Abaküs Yazılım
7. Hukuk Dairesi
Esas No: 2016/26341
Karar No: 2016/21473

Yargıtay 7. Hukuk Dairesi 2016/26341 Esas 2016/21473 Karar Sayılı İlamı

Özet: (Bu özet Yapay Zeka tarafından yazılmıştır. Hukuki olarak geçerliliği yoktur.)


Davacı işçi, davalı işverene ait işyerinde çalıştıktan sonra iş sözleşmesini haklı nedenlerle feshetmiştir. Ancak işveren tarafından ödenmeyen ücretleri ve diğer isteklerini mahkemeye taşımıştır. Mahkeme, davacının isteklerini kabul etmiş ancak kararda davalı işveren ile dava dışı ihbar olan şirket arasındaki asıl-alt işveren ilişkisinin muvazaalı olduğu belirtilmiş ve bu durumda hesaplanan alacaklar hüküm altına alınmıştır. Ancak ek bilirkişi raporunda asıl-alt işveren ilişkisinin muvazaalı olmadığı kabul edilmiştir. Bu nedenle mahkemenin kararı ile gerekçesi arasında çelişki oluşmuştur ve hüküm bozulmuştur.
Kanun Maddeleri:
- Anayasa'nın 141. maddesi
- 6100 sayılı Hukuk Muhakemeleri Kanunu'nun 297. maddesi
(Kapatılan) 7. Hukuk Dairesi         2016/26341 E.  ,  2016/21473 K.

    "İçtihat Metni"




    Mahkemesi :İş Mahkemesi
    YARGITAY İLAMI
    Taraflar arasındaki dava sonucunda verilen hükmün süresi içinde taraflarca temyiz edilip, incelemenin Yargıtayca duruşmalı olarak yapılması davacı ... vekili tarafından istenilmekle, duruşma için tebliğ edilen 20.12.2016 Salı günü belirlenen saatte davacı ... vekili Av.... ve davalı ... vekili Av.... geldi. Gelenlerin huzuru ile duruşmaya başlandı. Duruşmada hazır bulunan tarafların sözlü açıklamaları dinlendi. Duruşmanın bittiği bildirildi. Dosyadaki belgeler incelendi. Gereği görüşüldü:
    Davacı vekili, davacının davalı ...’ye ait işyerinde 11.01.2006 tarihinden iş sözleşmesini haklı nedenlerle feshettiği 07.11.2013 tarihine kadar çalıştığını, 2011 yılı Nisan ayına kadar Belediye’ye ait ekmek fırınında, 2011 yılı Nisan ayından 2012 yılı Aralık ayına kadar pide fırınında, 2013 yılı başından fesih tarihine kadar da marangozhanede hafta tatilleri ile milli bayram ve genel tatil günleri dahil fazla mesai yaparak çalıştığını, yıllık izinlerini kullanmadığını, ücretlerinin eksik ödendiğini, davacının işe giriş tarihinden 23.09.2009 tarihinde Ulucak Belediyesi’nin 5747 sayılı Kanun ile tüzel kişiliğinin kaldırılmasına kadar bu Belediye"ye ait Ulu-Bel Ulucak İmar Teknik Turizm Hizmetleri Sanayi ve Ticaret Ltd. Şirketi işçisi olarak; bu tarihten sonra ise davalı ...’ye ait Kemalpaşa Belediyesi İmar Teknik ve Turizm Hizmetleri İnşaat Sanayi ve Ticaret Ltd. Şirketi ile sonrasında davalı ...’den iş alan çeşitli şirketlerin işçisi olarak gösterilmesine rağmen bu Belediyeler ile sözü edilen şirketler arasındaki asıl-alt işveren ilişkisinin muvaazalı olduğunun tespitine dair bir çok mahkeme kararı bulunduğunu, bu nedenle davacının da baştan beri davalı ...’nin işçisi sayılması ve Belediye işçilerine tanınan haklardan yararlandırılması gerektiğini iddia ederek kıdem tazminatı ve bazı işçilik alacaklarının davalıdan tahsiline karar verilmesini talep etmiştir.

··········

* **Yapılacak İşler**:
**A.** Yargıtay kararına dayanarak şu soruları yanıtla:
(i) Duruşma için tebliğ edilen gün hangisidir?
(ii) Davacı vekiline göre davacı, 2011 yılı Nisan ayından 2012 yılı Aralık ayına kadar nerede çalışmıştır?
(iii) Özete göre ek bilirkişi raporunda asıl-alt işveren ilişkisi hakkında ne kabul edilmiştir?
**B.** Yargıtay kararında "Abaküs Yazılım" sözlerinden başlayıp aşağıya doğru "olarak geçerliliği yoktur.)" sözlerine varana kadar her şeyi hiç değiştirmeden yinele.
**C.** Lütfen Yargıtay kararını kaldığı yerden sürdür.

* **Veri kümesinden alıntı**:
··········

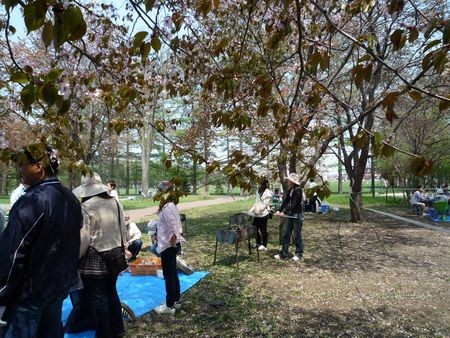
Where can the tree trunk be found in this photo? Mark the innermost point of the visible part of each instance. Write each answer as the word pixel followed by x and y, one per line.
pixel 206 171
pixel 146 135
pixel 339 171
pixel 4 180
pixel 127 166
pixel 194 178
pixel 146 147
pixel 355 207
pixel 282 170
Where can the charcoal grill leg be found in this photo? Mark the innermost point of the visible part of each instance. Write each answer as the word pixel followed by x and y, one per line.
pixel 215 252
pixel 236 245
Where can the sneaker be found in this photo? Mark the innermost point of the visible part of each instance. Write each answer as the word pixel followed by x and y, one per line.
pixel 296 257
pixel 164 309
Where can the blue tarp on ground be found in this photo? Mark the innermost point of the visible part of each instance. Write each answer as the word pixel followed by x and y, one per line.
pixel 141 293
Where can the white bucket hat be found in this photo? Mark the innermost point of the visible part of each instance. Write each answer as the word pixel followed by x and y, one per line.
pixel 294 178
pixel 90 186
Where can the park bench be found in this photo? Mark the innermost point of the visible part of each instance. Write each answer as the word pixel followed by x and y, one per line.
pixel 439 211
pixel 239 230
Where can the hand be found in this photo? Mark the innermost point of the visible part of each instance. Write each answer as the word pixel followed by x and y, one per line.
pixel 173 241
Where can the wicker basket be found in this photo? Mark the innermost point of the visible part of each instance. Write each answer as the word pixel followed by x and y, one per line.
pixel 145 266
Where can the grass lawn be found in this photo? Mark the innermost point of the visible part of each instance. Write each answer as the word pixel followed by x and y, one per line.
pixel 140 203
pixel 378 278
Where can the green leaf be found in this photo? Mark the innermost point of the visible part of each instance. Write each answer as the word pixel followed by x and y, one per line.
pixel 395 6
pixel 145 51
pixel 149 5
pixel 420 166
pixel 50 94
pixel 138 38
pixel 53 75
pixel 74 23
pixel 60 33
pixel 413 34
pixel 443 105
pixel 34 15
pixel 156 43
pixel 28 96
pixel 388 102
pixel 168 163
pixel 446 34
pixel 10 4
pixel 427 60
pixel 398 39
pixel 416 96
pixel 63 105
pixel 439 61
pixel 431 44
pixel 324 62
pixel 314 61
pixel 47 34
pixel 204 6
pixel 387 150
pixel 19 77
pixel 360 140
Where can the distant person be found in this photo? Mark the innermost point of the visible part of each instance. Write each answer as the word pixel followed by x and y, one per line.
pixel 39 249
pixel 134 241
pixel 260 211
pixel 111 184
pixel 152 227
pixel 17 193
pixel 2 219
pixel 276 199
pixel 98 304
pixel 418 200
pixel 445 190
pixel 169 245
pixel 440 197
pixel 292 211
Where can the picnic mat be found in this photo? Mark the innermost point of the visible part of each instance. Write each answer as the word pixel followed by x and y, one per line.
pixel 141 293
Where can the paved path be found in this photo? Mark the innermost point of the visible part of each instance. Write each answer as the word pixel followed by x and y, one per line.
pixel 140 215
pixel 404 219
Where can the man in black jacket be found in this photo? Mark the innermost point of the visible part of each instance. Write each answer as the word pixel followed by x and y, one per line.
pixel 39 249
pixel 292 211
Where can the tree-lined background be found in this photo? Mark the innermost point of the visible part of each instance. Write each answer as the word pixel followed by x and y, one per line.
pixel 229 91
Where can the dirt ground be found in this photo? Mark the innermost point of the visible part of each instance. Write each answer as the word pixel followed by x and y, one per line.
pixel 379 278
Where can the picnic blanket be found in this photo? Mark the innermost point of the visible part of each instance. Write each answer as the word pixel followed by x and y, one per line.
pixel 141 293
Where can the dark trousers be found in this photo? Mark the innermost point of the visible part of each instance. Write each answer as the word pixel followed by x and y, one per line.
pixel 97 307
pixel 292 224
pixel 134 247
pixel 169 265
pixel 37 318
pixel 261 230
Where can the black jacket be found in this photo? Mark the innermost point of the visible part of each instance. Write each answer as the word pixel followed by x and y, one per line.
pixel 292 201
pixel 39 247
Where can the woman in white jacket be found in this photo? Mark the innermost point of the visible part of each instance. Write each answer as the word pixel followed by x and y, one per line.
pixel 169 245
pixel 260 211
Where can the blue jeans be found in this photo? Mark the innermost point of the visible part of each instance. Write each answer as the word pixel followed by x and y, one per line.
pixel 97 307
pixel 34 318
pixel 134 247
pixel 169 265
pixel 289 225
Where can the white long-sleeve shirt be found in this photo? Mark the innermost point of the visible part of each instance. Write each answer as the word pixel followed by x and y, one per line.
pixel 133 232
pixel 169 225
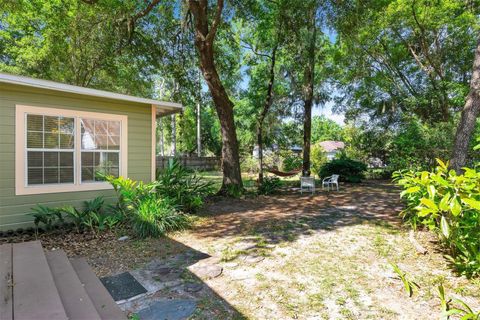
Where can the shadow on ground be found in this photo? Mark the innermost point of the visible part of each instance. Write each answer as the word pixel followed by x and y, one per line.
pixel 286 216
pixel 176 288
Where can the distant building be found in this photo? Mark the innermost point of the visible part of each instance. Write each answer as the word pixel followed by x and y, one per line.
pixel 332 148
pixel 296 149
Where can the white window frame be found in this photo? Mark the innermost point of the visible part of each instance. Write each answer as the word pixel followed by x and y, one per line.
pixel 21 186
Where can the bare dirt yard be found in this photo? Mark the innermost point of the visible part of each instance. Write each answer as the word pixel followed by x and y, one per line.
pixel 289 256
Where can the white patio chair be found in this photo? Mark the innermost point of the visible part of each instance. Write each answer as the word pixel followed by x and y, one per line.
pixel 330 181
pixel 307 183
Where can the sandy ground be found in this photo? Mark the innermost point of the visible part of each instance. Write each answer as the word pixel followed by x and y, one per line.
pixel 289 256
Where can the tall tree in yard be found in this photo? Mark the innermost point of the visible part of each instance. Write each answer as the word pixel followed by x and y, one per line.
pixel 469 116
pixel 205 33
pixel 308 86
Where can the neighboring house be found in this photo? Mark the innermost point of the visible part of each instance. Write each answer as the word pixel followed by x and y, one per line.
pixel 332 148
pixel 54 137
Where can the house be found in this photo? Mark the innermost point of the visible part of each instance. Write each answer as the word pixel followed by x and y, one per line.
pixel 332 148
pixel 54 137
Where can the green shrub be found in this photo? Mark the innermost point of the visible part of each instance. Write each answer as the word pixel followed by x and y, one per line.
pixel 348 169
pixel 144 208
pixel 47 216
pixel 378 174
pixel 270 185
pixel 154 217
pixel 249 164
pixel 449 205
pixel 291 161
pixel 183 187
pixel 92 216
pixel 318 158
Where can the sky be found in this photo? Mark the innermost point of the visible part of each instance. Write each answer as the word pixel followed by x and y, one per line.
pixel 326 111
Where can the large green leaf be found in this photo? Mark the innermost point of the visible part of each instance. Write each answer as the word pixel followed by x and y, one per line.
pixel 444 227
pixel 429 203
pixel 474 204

··········

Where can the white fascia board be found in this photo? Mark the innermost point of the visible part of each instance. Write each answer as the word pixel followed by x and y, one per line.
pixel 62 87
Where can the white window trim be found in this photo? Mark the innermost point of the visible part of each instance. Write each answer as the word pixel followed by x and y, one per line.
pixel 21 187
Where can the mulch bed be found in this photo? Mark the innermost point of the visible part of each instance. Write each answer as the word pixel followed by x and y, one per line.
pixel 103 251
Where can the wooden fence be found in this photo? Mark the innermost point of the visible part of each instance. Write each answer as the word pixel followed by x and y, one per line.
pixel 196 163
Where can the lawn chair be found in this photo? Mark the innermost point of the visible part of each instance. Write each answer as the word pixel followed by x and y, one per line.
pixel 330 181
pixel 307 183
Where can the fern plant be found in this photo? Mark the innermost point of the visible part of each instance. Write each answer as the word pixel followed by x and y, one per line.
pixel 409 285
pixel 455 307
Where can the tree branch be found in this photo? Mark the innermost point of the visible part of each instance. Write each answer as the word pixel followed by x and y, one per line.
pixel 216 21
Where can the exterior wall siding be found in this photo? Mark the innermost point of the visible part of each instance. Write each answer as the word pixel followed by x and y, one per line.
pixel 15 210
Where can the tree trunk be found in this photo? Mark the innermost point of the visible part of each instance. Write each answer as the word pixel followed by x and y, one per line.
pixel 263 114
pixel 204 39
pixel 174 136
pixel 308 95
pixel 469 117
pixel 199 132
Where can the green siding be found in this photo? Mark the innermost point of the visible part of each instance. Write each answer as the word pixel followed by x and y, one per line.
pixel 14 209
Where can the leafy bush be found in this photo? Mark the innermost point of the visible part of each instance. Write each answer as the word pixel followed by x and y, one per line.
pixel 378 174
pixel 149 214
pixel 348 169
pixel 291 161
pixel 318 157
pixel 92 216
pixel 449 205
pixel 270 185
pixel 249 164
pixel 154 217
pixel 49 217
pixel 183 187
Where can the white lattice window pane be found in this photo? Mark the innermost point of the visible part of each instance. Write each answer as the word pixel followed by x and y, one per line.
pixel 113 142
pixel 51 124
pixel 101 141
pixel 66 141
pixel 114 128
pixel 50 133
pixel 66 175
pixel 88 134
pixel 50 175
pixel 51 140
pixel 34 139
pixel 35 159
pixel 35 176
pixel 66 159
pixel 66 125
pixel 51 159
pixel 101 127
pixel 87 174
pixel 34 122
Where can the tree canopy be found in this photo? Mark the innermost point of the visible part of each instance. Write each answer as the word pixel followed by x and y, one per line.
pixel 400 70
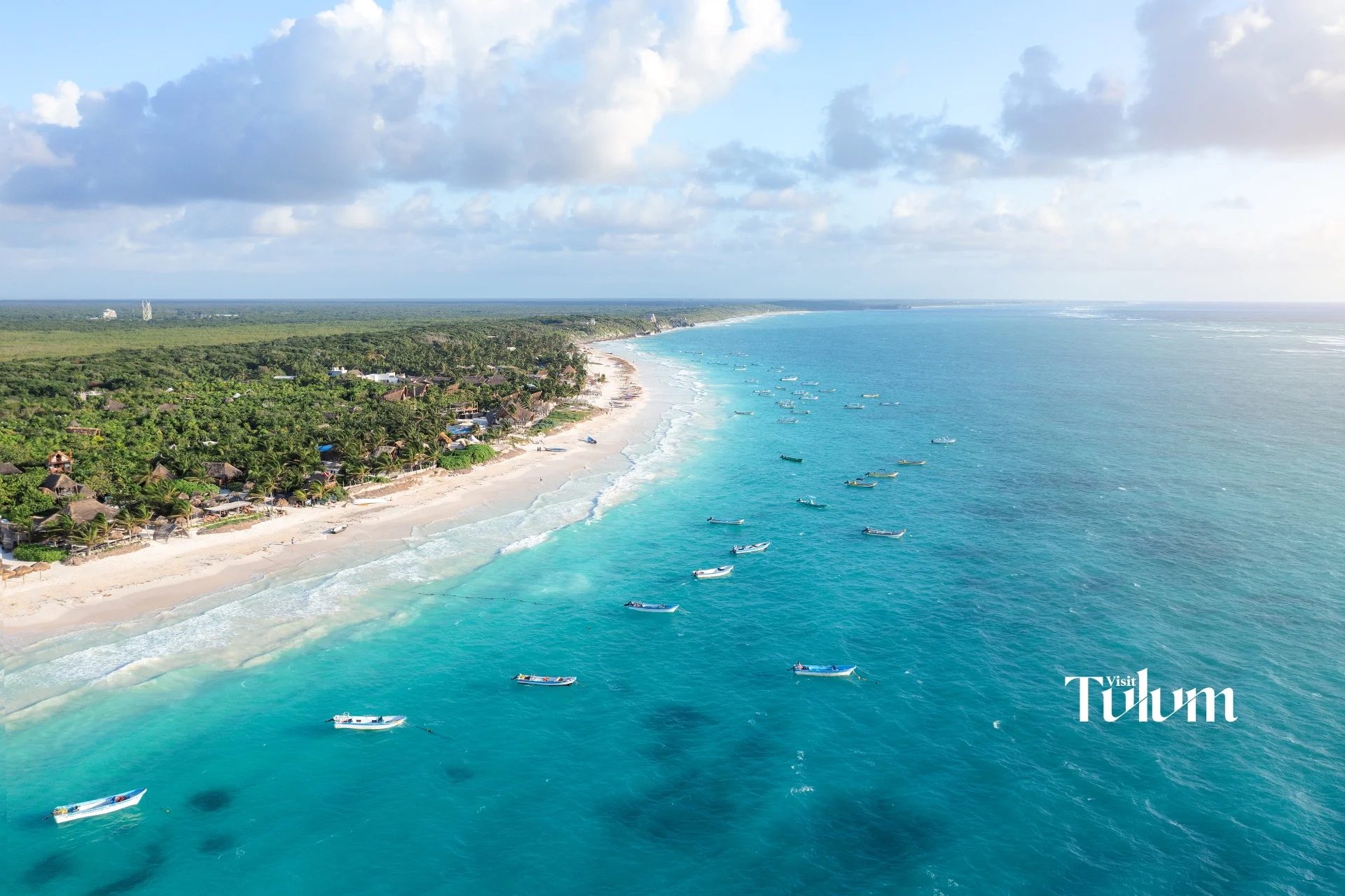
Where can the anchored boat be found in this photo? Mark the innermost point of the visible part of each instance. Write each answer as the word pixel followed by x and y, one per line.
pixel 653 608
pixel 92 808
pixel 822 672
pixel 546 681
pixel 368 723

··········

* **Yanıtlar**:
**A.**
(i) 20.12.2016 Salı günü.
(ii) Pide fırınında.
(iii) Asıl-alt işveren ilişkisinin muvazaalı olmadığı kabul edilmiştir.

**B.**
Abaküs Yazılım
7. Hukuk Dairesi
Esas No: 2016/26341
Karar No: 2016/21473

Yargıtay 7. Hukuk Dairesi 2016/26341 Esas 2016/21473 Karar Sayılı İlamı

Özet: (Bu özet Yapay Zeka tarafından yazılmıştır. Hukuki olarak geçerliliği yoktur.)

**C.**
    Davalı ... vekili, davacının dava dışı şirketlerin işçisi olduğunu, Belediye’ye husumet yöneltilemeyeceğini, muvazaa iddialarının yerinde olmadığını beyanla davanın reddini istemiştir.
    Mahkemece 24.02.2016 tarihli Av. Meral Gül tarafından hazırlanan bilirkişi raporu doğrultusunda davanın kısmen kabulüne karar vermiştir.
    Anayasanın 141"nci maddesi uyarınca, yargı kararlarının gerekçeli olarak yazılması gerekir. Bu husus 6100 sayılı Hukuk Muhakemeleri Kanununun 297"nci maddesinde de hüküm altına alınmıştır. Anılan anayasal ve yasal düzenlemeler gereğince yargıcın, tarafların iddia ve savunmalarının özetini, anlaştıkları ve anlaşamadıkları hususları, çekişmeli vakıalar hakkında toplanan delilleri, delillerin tartışılması ve değerlendirilmesini, sabit görülen vakıalarla bunlardan çıkarılan sonuç ve hukuki sebepleri kararda göstermesi zorunludur. Maddi olgularla hüküm fıkrası arasındaki hukuki bağlantı da ancak bu şekilde kurulabilecek, ayrıca yasal unsurları taşıyan bu gerekçe sayesinde, kararların doğruluğunun denetlenebilmesi mümkün olacaktır. Kararın gerekçesi ile hüküm fıkrasının birbirine aykırı olmaması gerekir.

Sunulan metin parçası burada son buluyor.